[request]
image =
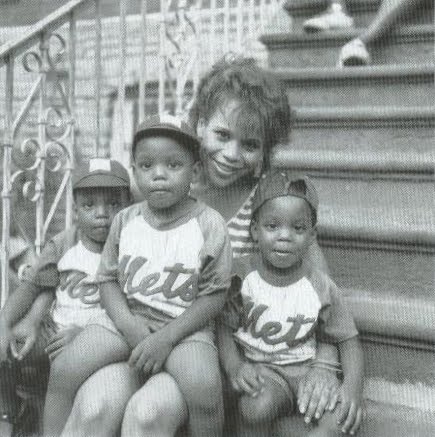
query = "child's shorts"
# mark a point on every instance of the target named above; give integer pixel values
(205, 335)
(287, 377)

## Task brief
Output the data above in full and exactly, with every image left out.

## Result for this task
[request]
image =
query = "child's shorts"
# mark a point on every instance of the target named above; give integer pixel values
(205, 335)
(287, 377)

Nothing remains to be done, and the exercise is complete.